__What to do__
[A] In Bella's story, how old was Bella when she was diagnosed with chronic Lyme?
[B] Reproduce the part of Bella's story between "Child painting on" and "had Long Covid.", inclusive.

__Passage__
Child painting on a wall

Bella’s Story

Bella is 20 yo, an artist and hopes to major in Anthropology. She has had to defer college until her health stabilizes. She is unable to attend at this time due to severe fatigue and dysautonomia that gives her air hunger and neuropathy. She was diagnosed with chronic Lyme when she was 14 yo and was in Lyme treatment and improving when she got a Covid infection in 2022. Her baseline fatigue and dysautonomia worsened from Covid and is now dealing with both chronic Lyme and Long Covid.

About a year after her infection. Chronic Lyme symptoms are the same symptoms as LC, so determining where Lyme symptoms end and Long Covid begin was difficult. After some time passed her Lyme doctor said she also had Long Covid.

A neurological/nervous system disorder like LC during the teen affects more than their health, it interrupts the process of forming their identity. Some kids can’t remember what it was like to not be sick and disabled. Imagine graduating high school and your last “normal” years were middle school. How does a kid who spent high school mostly bed-bound approach re-entering the world as an adult? I wish people understood that this is complicated in ways you can’t imagine until you live it. While recovery and improvement are the ultimate goal, there is trauma and the business of growing up that still has to be addressed. The notion that “Long Covid does not affect kids” is a harsh pill to swallow when your child’s future is unknown, the thing they’ve been working for their whole lives (like college, career) is on pause, and they can barely remember who they were before COVID.

Support regarding education would look like hybrid online and in person options for kids with LC. If she could have had the option of attending school on the days she felt up to it, then switch to online on the bad days, it would have meant staying connected to peers, staying connected to her local community. Medical support would look like information about Long Covid symptom presentation and symptom management getting to doctors rapidly, a sense of urgency in updating guidelines for providing care for kids with LC. It would look like collaboration with our child’s doctor to try supportive measures to calm inflammation and stabilize symptoms.

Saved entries

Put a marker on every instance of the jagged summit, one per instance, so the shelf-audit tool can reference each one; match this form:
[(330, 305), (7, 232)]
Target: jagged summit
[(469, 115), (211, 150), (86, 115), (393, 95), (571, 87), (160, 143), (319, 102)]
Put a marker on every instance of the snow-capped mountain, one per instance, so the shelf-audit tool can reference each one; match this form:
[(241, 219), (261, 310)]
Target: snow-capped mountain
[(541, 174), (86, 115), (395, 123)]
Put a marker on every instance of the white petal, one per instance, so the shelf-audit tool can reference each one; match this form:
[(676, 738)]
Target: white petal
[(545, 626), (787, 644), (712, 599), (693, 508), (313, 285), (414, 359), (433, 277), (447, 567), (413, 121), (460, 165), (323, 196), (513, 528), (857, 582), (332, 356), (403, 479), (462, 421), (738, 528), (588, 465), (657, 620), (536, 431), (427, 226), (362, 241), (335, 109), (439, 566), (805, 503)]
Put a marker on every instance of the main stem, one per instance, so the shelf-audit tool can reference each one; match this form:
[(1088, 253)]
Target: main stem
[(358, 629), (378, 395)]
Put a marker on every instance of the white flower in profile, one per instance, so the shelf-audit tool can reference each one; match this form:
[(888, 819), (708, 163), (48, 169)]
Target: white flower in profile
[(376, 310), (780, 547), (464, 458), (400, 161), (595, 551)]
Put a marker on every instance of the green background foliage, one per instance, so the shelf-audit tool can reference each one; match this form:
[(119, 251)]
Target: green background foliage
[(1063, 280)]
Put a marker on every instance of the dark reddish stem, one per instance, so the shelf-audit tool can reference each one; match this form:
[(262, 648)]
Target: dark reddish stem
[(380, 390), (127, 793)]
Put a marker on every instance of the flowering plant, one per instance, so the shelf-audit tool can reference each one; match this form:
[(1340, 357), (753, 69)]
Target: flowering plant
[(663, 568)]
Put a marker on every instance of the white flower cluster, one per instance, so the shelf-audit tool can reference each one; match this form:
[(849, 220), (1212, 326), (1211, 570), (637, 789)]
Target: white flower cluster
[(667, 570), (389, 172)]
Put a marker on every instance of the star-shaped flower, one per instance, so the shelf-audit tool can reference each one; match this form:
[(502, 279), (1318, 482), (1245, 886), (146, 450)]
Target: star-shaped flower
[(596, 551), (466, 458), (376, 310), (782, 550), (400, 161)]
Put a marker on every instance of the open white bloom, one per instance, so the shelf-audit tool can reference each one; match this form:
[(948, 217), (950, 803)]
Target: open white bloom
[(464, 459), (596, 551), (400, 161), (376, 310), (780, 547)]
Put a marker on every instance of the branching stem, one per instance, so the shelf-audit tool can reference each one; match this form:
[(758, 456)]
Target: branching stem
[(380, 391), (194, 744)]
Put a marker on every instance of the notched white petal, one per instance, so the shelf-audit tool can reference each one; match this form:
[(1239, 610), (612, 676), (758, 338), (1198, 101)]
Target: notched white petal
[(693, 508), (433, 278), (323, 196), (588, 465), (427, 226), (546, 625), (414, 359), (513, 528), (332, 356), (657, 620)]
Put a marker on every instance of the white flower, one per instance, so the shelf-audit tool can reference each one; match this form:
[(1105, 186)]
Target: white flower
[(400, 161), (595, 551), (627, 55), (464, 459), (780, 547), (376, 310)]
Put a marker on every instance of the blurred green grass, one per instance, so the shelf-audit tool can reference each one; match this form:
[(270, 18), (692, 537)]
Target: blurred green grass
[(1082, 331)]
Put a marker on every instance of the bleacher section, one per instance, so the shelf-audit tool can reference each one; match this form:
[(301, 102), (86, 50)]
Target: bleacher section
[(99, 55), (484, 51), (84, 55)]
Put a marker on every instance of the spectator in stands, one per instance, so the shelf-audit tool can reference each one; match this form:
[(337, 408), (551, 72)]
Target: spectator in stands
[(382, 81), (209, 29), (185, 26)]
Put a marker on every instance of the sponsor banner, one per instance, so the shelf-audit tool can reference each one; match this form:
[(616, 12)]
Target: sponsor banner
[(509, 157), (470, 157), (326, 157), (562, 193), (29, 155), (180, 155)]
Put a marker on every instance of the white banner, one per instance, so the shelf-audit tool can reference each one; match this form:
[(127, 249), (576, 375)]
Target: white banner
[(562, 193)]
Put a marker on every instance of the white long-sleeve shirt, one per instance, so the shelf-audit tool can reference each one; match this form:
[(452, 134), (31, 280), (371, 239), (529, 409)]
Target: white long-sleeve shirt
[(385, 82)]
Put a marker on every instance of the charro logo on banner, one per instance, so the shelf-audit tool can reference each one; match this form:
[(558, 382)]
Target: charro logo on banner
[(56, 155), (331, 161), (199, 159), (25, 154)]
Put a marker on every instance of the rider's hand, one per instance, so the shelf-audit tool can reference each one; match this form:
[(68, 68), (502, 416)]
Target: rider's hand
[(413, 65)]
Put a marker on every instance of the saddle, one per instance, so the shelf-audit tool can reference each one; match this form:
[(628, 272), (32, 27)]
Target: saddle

__Exercise responses__
[A] She was 14 years old.

[B]
Child painting on a wall

Bella’s Story

Bella is 20 yo, an artist and hopes to major in Anthropology. She has had to defer college until her health stabilizes. She is unable to attend at this time due to severe fatigue and dysautonomia that gives her air hunger and neuropathy. She was diagnosed with chronic Lyme when she was 14 yo and was in Lyme treatment and improving when she got a Covid infection in 2022. Her baseline fatigue and dysautonomia worsened from Covid and is now dealing with both chronic Lyme and Long Covid.

About a year after her infection. Chronic Lyme symptoms are the same symptoms as LC, so determining where Lyme symptoms end and Long Covid begin was difficult. After some time passed her Lyme doctor said she also had Long Covid.